> Dataset
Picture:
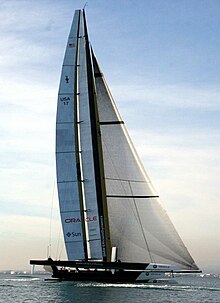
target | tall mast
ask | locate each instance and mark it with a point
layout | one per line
(77, 143)
(98, 156)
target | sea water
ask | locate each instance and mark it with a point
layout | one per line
(15, 288)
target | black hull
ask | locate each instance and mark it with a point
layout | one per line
(98, 276)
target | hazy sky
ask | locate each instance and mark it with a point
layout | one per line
(161, 60)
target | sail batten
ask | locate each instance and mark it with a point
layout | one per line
(106, 198)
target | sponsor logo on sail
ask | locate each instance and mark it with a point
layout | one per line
(77, 219)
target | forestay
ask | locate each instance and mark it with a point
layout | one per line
(139, 226)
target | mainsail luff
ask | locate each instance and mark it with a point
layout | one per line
(97, 153)
(111, 179)
(70, 198)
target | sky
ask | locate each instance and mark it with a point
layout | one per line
(161, 60)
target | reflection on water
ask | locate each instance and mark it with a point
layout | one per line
(35, 289)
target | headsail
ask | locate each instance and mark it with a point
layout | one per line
(102, 184)
(139, 226)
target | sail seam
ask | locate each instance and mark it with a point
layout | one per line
(132, 197)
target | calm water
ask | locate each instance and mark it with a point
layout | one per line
(35, 289)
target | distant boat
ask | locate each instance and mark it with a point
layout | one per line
(114, 227)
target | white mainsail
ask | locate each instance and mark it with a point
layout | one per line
(66, 158)
(102, 185)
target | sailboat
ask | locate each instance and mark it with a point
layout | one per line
(114, 226)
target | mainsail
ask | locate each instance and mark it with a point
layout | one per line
(106, 198)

> Work to do
Exclude the pictures and transcribe all of the entries exactly.

> Output below
Picture:
target | tall mast
ask | locate each instance and mark it with a point
layout | one per line
(77, 143)
(98, 156)
target | sea water
ask | locate each instance and mark it with a point
layout | one per line
(15, 288)
target | black hull
ask | locate each instance and mark it with a point
layout | one per line
(98, 276)
target | hazy sky
ask | locate each instance and mark it with a point
layout | one per line
(161, 60)
target | sail batten
ask | locate each instance and mark it with a point
layout | one per line
(106, 198)
target | sponsor logo on sail
ask | locate each instance and mark it with a point
layout | one per line
(77, 219)
target | forestay
ask | locate each instance and mark it with a point
layout | one per line
(139, 226)
target | mainsail luff
ask | locate each instance and mark it with a point
layout | one per line
(97, 153)
(111, 179)
(70, 198)
target | sky
ask | locate each instance and mark it with a point
layout | one per line
(161, 60)
target | reflection on water
ask | locate each instance and mark it with a point
layout | one per line
(35, 289)
target | headsail
ask | locate each instance and mark it with a point
layout | one per line
(102, 184)
(139, 226)
target | sail seam
ask | locate each instance and mark it with a point
layout | one per line
(132, 197)
target | calm water
ask | locate each instance and mark it with a point
layout | one per line
(35, 289)
target | distant boat
ask | locate each instance and mark it with a point
layout | one per line
(114, 227)
target | white mainsail
ask | locate each instance and mark it with a point
layout | one per line
(66, 158)
(102, 185)
target | sailboat
ask | locate each instance and mark it with a point
layout | one per line
(114, 226)
target | mainsail
ask | locate each instance and mark it with a point
layout | one per line
(106, 198)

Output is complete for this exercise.